*Using the information*:
**A)** Translate this sentence from the gas stove repair guide below into Spanish: "If both pilot lights won't light, the gas supply is probably cut off."
**B)** Carry on the gas stove repair guide below, starting after its last sentence.
--- Document section Enclosed Below ---
Easy Steps for Fixing Gas Stoves

July 27, 2015

Easier Than It Looks

Don't let all those knobs and dials put you off. With a practice, you can diagnose gas stove problems and do simple repairs.

Easy Steps for Fixing Gas Stoves

A range that won’t light

The cooktop burners and the oven are ignited by separate pilot lights. If either pilot light is out, relight it. If both pilot lights won't light, the gas supply is probably cut off. For a range that won't light, follow these tips:

  • Check that the valve of the gas line is open; it may be located behind the range or under the cooktop.
  • A gas valve is open when the handle is pointing in the same direction as the pipe. If you have propane, the tank may be empty or the tank valve may be closed. Call your supplier for assistance.
  • If you had work done recently on gas lines or appliances, it's possible that the main valve was shut off. Call your gas company to turn it back on and check all pilot lights.
  • If the range seems to be getting gas, but still won't work, call for service.

Pilot light adjustment

To adjust a pilot light, follow these steps:

  • Most cooktop burners are controlled by a single pilot light under the range top. First, you need to find the pilot light. Once you have located this, look along the tube that supplies it with gas for an adjusting screw.
--- End of Enclosed Document section ---
--- Data records Enclosed Below ---
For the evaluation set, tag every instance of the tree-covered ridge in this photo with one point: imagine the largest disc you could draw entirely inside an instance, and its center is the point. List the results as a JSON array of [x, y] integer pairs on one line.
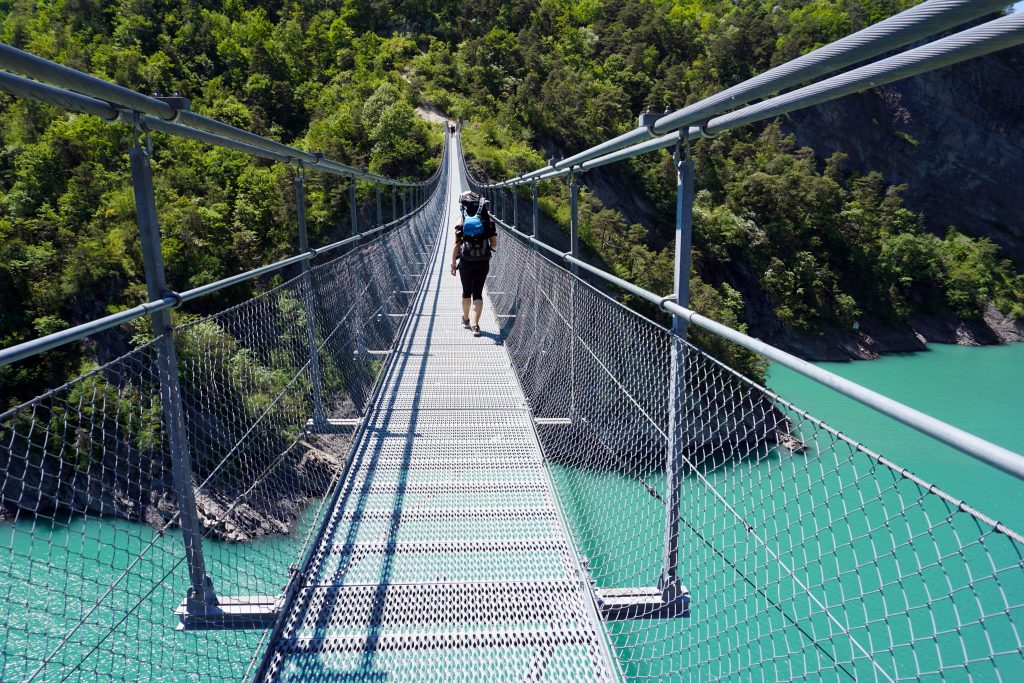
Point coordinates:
[[69, 246], [777, 231], [776, 228]]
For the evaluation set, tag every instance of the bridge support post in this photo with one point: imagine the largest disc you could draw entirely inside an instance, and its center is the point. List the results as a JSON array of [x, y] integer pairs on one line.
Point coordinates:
[[670, 581], [201, 595], [537, 261], [574, 249], [515, 209], [380, 213], [320, 416]]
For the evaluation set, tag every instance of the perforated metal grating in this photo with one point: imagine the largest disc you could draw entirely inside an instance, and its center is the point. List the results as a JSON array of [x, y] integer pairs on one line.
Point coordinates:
[[445, 557]]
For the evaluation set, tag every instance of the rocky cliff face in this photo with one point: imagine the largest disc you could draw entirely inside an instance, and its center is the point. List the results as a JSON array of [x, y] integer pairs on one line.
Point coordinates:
[[954, 136]]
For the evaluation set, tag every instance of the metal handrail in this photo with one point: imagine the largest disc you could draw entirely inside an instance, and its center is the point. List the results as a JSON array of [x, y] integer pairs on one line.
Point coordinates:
[[77, 90], [912, 25], [991, 37]]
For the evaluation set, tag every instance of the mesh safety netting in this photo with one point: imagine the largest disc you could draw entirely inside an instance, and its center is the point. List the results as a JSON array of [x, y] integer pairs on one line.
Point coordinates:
[[807, 555]]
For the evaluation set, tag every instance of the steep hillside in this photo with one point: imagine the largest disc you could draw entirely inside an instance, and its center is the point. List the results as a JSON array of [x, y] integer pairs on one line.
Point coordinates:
[[955, 138]]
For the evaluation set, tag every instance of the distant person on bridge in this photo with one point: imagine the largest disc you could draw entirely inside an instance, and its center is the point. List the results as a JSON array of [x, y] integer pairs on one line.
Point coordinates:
[[475, 241]]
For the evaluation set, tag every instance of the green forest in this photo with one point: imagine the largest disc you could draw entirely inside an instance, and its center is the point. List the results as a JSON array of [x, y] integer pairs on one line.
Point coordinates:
[[531, 79]]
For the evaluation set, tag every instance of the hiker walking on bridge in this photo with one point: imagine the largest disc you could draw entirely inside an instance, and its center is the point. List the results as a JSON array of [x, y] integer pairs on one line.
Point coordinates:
[[475, 241]]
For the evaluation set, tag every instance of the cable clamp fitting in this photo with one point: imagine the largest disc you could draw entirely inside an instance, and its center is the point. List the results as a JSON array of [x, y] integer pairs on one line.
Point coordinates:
[[171, 294], [138, 126]]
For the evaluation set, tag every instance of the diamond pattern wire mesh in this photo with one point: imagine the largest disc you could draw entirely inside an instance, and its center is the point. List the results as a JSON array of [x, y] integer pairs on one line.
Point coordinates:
[[807, 555], [91, 559]]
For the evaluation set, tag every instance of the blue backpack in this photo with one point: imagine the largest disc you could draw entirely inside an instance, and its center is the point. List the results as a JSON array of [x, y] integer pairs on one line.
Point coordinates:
[[472, 226], [474, 246]]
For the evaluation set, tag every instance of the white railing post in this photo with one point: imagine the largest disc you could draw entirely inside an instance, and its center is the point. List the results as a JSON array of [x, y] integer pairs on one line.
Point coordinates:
[[670, 580]]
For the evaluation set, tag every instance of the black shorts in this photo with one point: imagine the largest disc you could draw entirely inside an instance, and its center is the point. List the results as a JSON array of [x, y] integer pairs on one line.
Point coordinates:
[[472, 274]]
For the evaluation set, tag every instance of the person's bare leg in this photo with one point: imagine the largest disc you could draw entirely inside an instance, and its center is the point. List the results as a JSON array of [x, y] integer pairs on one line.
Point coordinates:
[[477, 309]]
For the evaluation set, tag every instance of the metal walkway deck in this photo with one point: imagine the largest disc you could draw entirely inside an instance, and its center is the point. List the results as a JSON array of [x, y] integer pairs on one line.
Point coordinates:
[[445, 557]]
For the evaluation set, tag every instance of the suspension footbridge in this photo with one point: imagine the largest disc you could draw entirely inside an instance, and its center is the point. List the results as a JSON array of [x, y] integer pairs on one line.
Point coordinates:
[[334, 480]]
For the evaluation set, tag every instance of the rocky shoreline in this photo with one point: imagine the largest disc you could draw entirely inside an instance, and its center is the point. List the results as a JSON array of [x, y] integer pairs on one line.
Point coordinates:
[[51, 486], [876, 338]]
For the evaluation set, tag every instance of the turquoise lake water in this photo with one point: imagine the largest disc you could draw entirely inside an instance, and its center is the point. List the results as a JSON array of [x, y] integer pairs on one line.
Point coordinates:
[[978, 389], [860, 558], [59, 568]]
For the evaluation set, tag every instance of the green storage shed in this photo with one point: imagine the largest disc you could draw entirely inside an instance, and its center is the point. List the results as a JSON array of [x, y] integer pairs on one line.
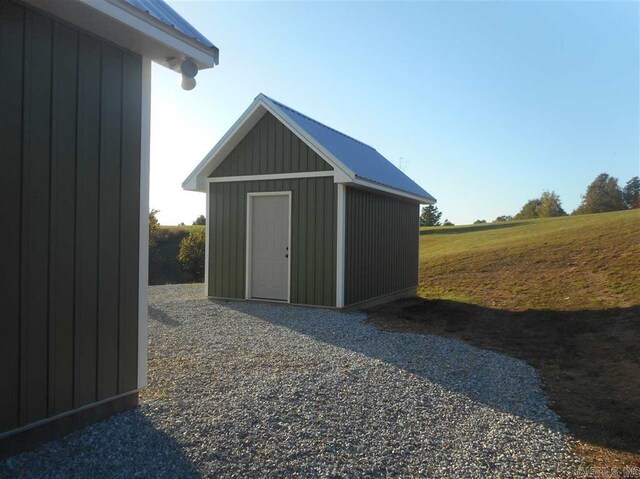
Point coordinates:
[[74, 145], [298, 212]]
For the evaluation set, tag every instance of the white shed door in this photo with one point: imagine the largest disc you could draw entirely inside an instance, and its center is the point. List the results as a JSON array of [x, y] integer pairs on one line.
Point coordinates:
[[270, 247]]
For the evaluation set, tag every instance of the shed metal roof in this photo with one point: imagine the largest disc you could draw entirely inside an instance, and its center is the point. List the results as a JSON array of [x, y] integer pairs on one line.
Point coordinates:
[[363, 160], [159, 10]]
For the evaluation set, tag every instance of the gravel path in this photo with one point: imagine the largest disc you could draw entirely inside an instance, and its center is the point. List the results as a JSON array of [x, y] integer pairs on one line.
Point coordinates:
[[259, 390]]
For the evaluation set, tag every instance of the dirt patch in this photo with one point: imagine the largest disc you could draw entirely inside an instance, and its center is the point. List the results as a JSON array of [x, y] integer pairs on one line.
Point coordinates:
[[588, 362]]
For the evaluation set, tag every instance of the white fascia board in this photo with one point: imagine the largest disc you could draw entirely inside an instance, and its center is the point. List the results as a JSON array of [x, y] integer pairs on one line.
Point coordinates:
[[197, 180], [387, 189], [326, 155], [273, 176], [132, 29]]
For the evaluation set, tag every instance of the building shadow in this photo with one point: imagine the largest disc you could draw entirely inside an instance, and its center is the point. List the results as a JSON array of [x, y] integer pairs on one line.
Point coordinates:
[[125, 445], [156, 314], [586, 361]]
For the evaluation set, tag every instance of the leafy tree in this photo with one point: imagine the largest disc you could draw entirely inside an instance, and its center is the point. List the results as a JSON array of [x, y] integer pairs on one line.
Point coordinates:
[[529, 210], [154, 227], [547, 206], [191, 254], [430, 216], [602, 195], [550, 205], [631, 193], [155, 259]]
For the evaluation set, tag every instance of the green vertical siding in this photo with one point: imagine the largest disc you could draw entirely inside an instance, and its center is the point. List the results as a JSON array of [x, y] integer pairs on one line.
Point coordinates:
[[313, 245], [381, 250], [270, 148], [11, 54], [69, 200]]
--- End of Enclosed Data records ---
*Outputs by task*:
**A)** Si ninguno de los dos pilotos enciende, probablemente el suministro de gas está cortado.

**B)**
  • Move the screw in small increments until the flame is properly sized.
  • To raise the flame height, turn the screw counterclockwise.
  • To adjust the pilot light for the oven burner, remove the bottom cover from the oven. Turn the adjusting screw located on the safety valve or under the thermostat knob to correct the flame size.
  • If you can't find an adjusting screw, check the owner's manual or call for service on the unit.

Flame Adjustment

The flame in a gas burner is produced by a blend of gas and air. If the mixture is incorrect, the flame will not burn hot enough. Always be careful working around open flames. These tips will help you with flame adjustment:

  • Look for a circle of flames 2.5 centimetres high. Flames should be steady and blue and taper to a small orange tip.  You can adjust air shutters on burner tubes on each burner.
  • Begin by removing the range top and locating the air shutter.
  • Turn the burner on high and open the shutter until the flame is noisy and unsteady.
  • Close the shutter slowly to produce the desired blue flames. There should be a safe distance between flame and shutter.
  • When you have a good flame, tighten the retaining screw.

Pilot Light Keeps Going Out

A pilot light has to be steady for a gas stove to operate properly. If your pilot keeps going out, check the following:

  • If the pilot flame ignites but goes out right away, increase the flow of gas by turning the adjusting screw.
  • If the flame is the right height, change the gas/air mixture.
  • If the problem persists, look for drafts around your home. Open windows or slamming doors can cause a pilot light to go out.

Pilotless Range Won't Light

In order to ignite a range, your gas stove needs electricity. If the range won't light, the following steps may help:

  • Make sure that the stove is plugged in and a circuit breaker hasn't tripped or fuse blown.
  • Turn on a burner and hold a lit match over it. If it won't ignite, gas is probably not reaching the range.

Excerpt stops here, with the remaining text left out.